Work to complete ▸
Return the records that follow unaltered. Omit every picture.

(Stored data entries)
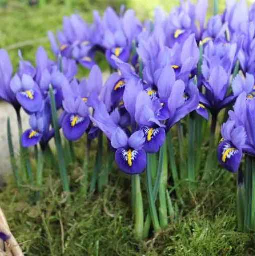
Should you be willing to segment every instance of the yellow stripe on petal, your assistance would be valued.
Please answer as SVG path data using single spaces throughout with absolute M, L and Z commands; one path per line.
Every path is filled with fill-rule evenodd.
M 79 118 L 78 118 L 78 116 L 73 116 L 73 118 L 72 120 L 72 122 L 71 122 L 71 126 L 72 127 L 74 127 L 75 126 L 75 124 L 76 124 L 77 122 L 78 121 L 78 119 L 79 119 Z
M 202 104 L 198 104 L 198 107 L 201 108 L 205 109 L 206 108 L 204 105 L 202 105 Z
M 148 94 L 148 95 L 149 95 L 149 96 L 151 96 L 152 94 L 154 94 L 156 92 L 155 90 L 149 90 L 147 92 L 147 94 Z
M 68 46 L 68 44 L 63 44 L 62 46 L 61 46 L 60 50 L 64 50 L 65 49 L 67 48 Z
M 219 142 L 219 144 L 220 144 L 220 143 L 221 143 L 222 142 L 223 142 L 223 140 L 224 140 L 224 138 L 221 138 L 221 140 L 220 140 L 220 141 Z
M 205 44 L 206 42 L 207 42 L 208 41 L 212 40 L 212 38 L 209 37 L 205 38 L 202 41 L 201 44 Z
M 89 41 L 83 41 L 81 44 L 83 46 L 87 46 L 87 44 L 90 44 L 90 42 Z
M 183 32 L 183 30 L 176 30 L 174 34 L 174 38 L 176 39 L 179 36 L 182 34 Z
M 236 148 L 229 148 L 227 149 L 224 152 L 223 154 L 222 154 L 222 161 L 223 162 L 225 162 L 227 156 L 228 156 L 228 154 L 229 153 L 232 152 L 232 151 L 235 151 L 236 150 Z
M 151 140 L 151 136 L 152 136 L 152 134 L 153 133 L 153 128 L 150 128 L 149 129 L 149 132 L 148 132 L 147 134 L 147 141 L 150 142 Z
M 26 90 L 25 94 L 27 96 L 28 98 L 30 100 L 33 100 L 33 95 L 32 92 L 30 90 Z
M 120 55 L 121 50 L 121 48 L 120 48 L 119 47 L 115 48 L 115 50 L 114 50 L 114 54 L 115 54 L 115 56 L 116 57 L 118 57 Z
M 32 130 L 29 134 L 28 138 L 32 138 L 33 137 L 34 137 L 34 136 L 35 136 L 37 134 L 37 132 L 35 132 L 35 130 Z
M 117 84 L 114 86 L 114 88 L 113 89 L 114 90 L 117 90 L 120 87 L 121 87 L 123 84 L 125 84 L 125 82 L 124 80 L 120 80 L 120 81 L 119 81 Z
M 89 57 L 83 57 L 82 58 L 82 60 L 85 62 L 91 62 L 92 60 L 92 59 L 91 58 L 90 58 Z
M 127 152 L 127 158 L 128 158 L 128 166 L 132 166 L 132 150 L 129 150 Z

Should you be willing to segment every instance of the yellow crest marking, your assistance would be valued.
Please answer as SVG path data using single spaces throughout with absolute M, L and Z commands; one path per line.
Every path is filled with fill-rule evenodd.
M 116 57 L 118 57 L 120 56 L 120 50 L 121 48 L 119 47 L 118 47 L 117 48 L 115 48 L 115 54 Z
M 228 154 L 230 152 L 231 152 L 232 151 L 234 151 L 235 150 L 236 150 L 236 148 L 228 148 L 227 150 L 225 150 L 225 152 L 224 152 L 224 153 L 223 153 L 223 154 L 222 155 L 222 161 L 223 162 L 225 162 L 226 159 L 227 158 L 227 156 L 228 156 Z
M 63 44 L 62 46 L 61 46 L 60 50 L 64 50 L 65 49 L 67 48 L 68 46 L 68 44 Z
M 26 94 L 26 95 L 27 96 L 28 98 L 30 98 L 30 100 L 33 100 L 33 94 L 32 94 L 32 92 L 31 92 L 30 90 L 26 90 L 25 94 Z
M 36 132 L 35 132 L 35 130 L 32 130 L 32 132 L 30 132 L 28 138 L 31 138 L 34 136 L 35 136 L 35 135 L 36 135 L 37 134 L 37 133 Z
M 174 34 L 174 38 L 176 39 L 180 34 L 182 34 L 182 31 L 181 30 L 176 30 Z
M 153 132 L 153 128 L 150 128 L 147 134 L 147 141 L 150 142 L 151 140 L 151 136 L 152 136 L 152 133 Z
M 128 164 L 130 166 L 132 166 L 132 150 L 129 150 L 127 152 Z
M 91 62 L 92 61 L 92 58 L 89 57 L 84 57 L 82 58 L 82 60 L 85 62 Z
M 73 116 L 73 118 L 72 120 L 72 122 L 71 122 L 71 126 L 72 127 L 74 127 L 75 126 L 75 124 L 76 124 L 77 121 L 78 121 L 78 120 L 79 119 L 79 118 L 77 116 Z
M 121 86 L 123 86 L 125 84 L 124 80 L 121 80 L 119 81 L 117 84 L 114 86 L 114 90 L 117 90 Z
M 209 37 L 207 37 L 207 38 L 205 38 L 202 41 L 201 41 L 201 44 L 205 44 L 206 42 L 207 42 L 208 41 L 210 41 L 210 40 L 211 40 L 212 38 L 209 38 Z

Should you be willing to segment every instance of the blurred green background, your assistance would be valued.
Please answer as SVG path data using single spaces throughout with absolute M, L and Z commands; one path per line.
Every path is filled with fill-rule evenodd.
M 43 6 L 40 7 L 39 2 Z M 213 0 L 209 0 L 209 12 Z M 219 0 L 219 10 L 222 12 L 224 0 Z M 169 12 L 178 5 L 178 0 L 0 0 L 0 48 L 9 52 L 12 63 L 18 62 L 17 50 L 21 49 L 25 59 L 33 62 L 36 48 L 42 46 L 50 52 L 46 33 L 54 32 L 62 26 L 63 16 L 78 12 L 88 22 L 92 20 L 92 10 L 102 13 L 107 6 L 118 11 L 121 4 L 135 9 L 141 20 L 153 16 L 154 8 L 160 6 Z

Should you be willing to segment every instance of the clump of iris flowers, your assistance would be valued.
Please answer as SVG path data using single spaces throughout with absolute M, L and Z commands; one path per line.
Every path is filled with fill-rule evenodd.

Result of this task ▸
Should you be willing to segment every instance of the yellow stripe on petal, your assistance would be valued.
Please answer as SVG path data using single spaces throughout with absolute M, L and Z commands; one path per line.
Every path is filled with fill-rule evenodd.
M 79 118 L 78 118 L 78 116 L 73 116 L 73 118 L 72 120 L 72 122 L 71 122 L 71 126 L 72 127 L 74 127 L 75 126 L 75 124 L 76 124 L 77 122 L 78 121 L 78 119 L 79 119 Z
M 202 104 L 198 104 L 198 107 L 201 108 L 205 109 L 206 108 L 204 105 L 202 105 Z
M 148 94 L 148 95 L 149 95 L 149 96 L 151 96 L 152 94 L 154 94 L 156 92 L 155 90 L 149 90 L 147 92 L 147 94 Z
M 68 46 L 68 44 L 63 44 L 62 46 L 61 46 L 60 50 L 64 50 L 65 49 L 67 48 Z
M 219 142 L 219 144 L 220 144 L 220 143 L 221 143 L 222 142 L 223 142 L 223 140 L 224 140 L 224 138 L 221 138 L 221 140 L 220 140 L 220 141 Z
M 205 44 L 206 42 L 207 42 L 208 41 L 212 40 L 212 38 L 209 37 L 205 38 L 202 41 L 201 44 Z
M 89 41 L 83 41 L 81 44 L 83 46 L 87 46 L 87 44 L 90 44 L 90 42 Z
M 183 32 L 183 30 L 176 30 L 174 34 L 174 38 L 176 39 L 179 36 L 182 34 Z
M 236 148 L 229 148 L 227 149 L 224 152 L 223 154 L 222 154 L 222 161 L 223 162 L 225 162 L 227 156 L 228 156 L 228 154 L 229 153 L 232 152 L 232 151 L 235 151 L 236 150 Z
M 151 140 L 151 136 L 152 136 L 152 134 L 153 133 L 153 128 L 150 128 L 149 129 L 149 132 L 148 132 L 147 134 L 147 141 L 150 142 Z
M 26 90 L 25 94 L 27 96 L 28 98 L 30 100 L 33 100 L 33 95 L 32 92 L 30 90 Z
M 120 55 L 121 50 L 121 48 L 120 48 L 119 47 L 115 48 L 115 50 L 114 50 L 114 54 L 115 54 L 115 56 L 116 57 L 118 57 Z
M 32 130 L 29 134 L 28 138 L 32 138 L 33 137 L 34 137 L 34 136 L 35 136 L 37 134 L 37 132 L 35 132 L 35 130 Z
M 117 84 L 114 86 L 114 88 L 113 89 L 114 90 L 117 90 L 120 87 L 121 87 L 123 84 L 125 84 L 125 82 L 124 80 L 120 80 L 120 81 L 119 81 Z
M 89 57 L 83 57 L 82 58 L 82 60 L 85 62 L 91 62 L 92 60 L 92 59 L 91 58 L 90 58 Z
M 127 152 L 127 158 L 128 158 L 128 166 L 132 166 L 132 150 L 129 150 Z

Should you be willing to segment every instance of the yellow crest marking, your assistance would be valued.
Please answer as SVG path data using single spaces throughout with absolute M, L and Z commands; one path per line.
Every path is filled with fill-rule evenodd.
M 116 57 L 118 57 L 120 56 L 120 50 L 121 48 L 119 47 L 118 47 L 117 48 L 115 48 L 115 54 Z
M 228 154 L 230 152 L 231 152 L 232 151 L 234 151 L 235 150 L 236 150 L 236 148 L 228 148 L 227 150 L 225 150 L 225 152 L 224 152 L 224 153 L 223 153 L 223 154 L 222 155 L 222 161 L 223 162 L 225 162 L 226 159 L 227 158 L 227 156 L 228 156 Z
M 63 44 L 62 46 L 61 46 L 60 50 L 64 50 L 65 49 L 67 48 L 68 46 L 68 44 Z
M 26 94 L 26 95 L 27 96 L 28 98 L 30 98 L 30 100 L 33 100 L 33 94 L 32 94 L 32 92 L 31 92 L 30 90 L 26 90 L 25 94 Z
M 36 132 L 35 132 L 35 130 L 32 130 L 32 132 L 30 132 L 28 138 L 31 138 L 34 136 L 35 136 L 35 135 L 36 135 L 37 134 L 37 133 Z
M 174 34 L 174 38 L 176 39 L 180 34 L 182 34 L 182 31 L 181 30 L 176 30 Z
M 153 132 L 153 128 L 150 128 L 147 134 L 147 141 L 150 142 L 151 140 L 151 136 L 152 136 L 152 133 Z
M 128 164 L 130 166 L 132 166 L 132 150 L 129 150 L 127 152 Z
M 91 62 L 92 61 L 92 58 L 89 57 L 84 57 L 82 58 L 82 60 L 85 62 Z
M 73 116 L 73 118 L 72 120 L 72 122 L 71 122 L 71 126 L 72 127 L 74 127 L 75 126 L 75 124 L 76 124 L 77 121 L 78 121 L 78 120 L 79 119 L 79 118 L 77 116 Z
M 121 86 L 123 86 L 125 84 L 124 80 L 121 80 L 119 81 L 117 84 L 114 86 L 114 90 L 117 90 Z
M 209 37 L 207 37 L 207 38 L 205 38 L 202 41 L 201 41 L 201 44 L 205 44 L 206 42 L 207 42 L 208 41 L 210 41 L 210 40 L 211 40 L 212 38 L 209 38 Z

Should you be willing to segment every instance of the blurred green background, your assistance would be valued.
Please answer as SVG path data using single spaces throughout with absolute M, L and Z commands; one path per line.
Every path is filled with fill-rule evenodd.
M 43 6 L 40 7 L 39 2 Z M 213 0 L 209 0 L 209 12 Z M 219 0 L 219 10 L 222 12 L 224 0 Z M 169 12 L 178 5 L 178 0 L 0 0 L 0 48 L 9 52 L 12 63 L 18 62 L 17 50 L 21 49 L 25 59 L 33 62 L 36 48 L 42 46 L 50 52 L 46 33 L 54 32 L 62 26 L 63 16 L 78 12 L 88 22 L 92 20 L 92 10 L 102 13 L 107 6 L 118 11 L 121 4 L 135 9 L 141 20 L 153 16 L 154 8 L 160 6 Z

Should you be willing to segment every instance of the clump of iris flowers, your assistance would be valued.
Please answer as SVG path data using single spaces throughout with absolute M, L and Z commands; one path per line.
Every path is filled with fill-rule evenodd.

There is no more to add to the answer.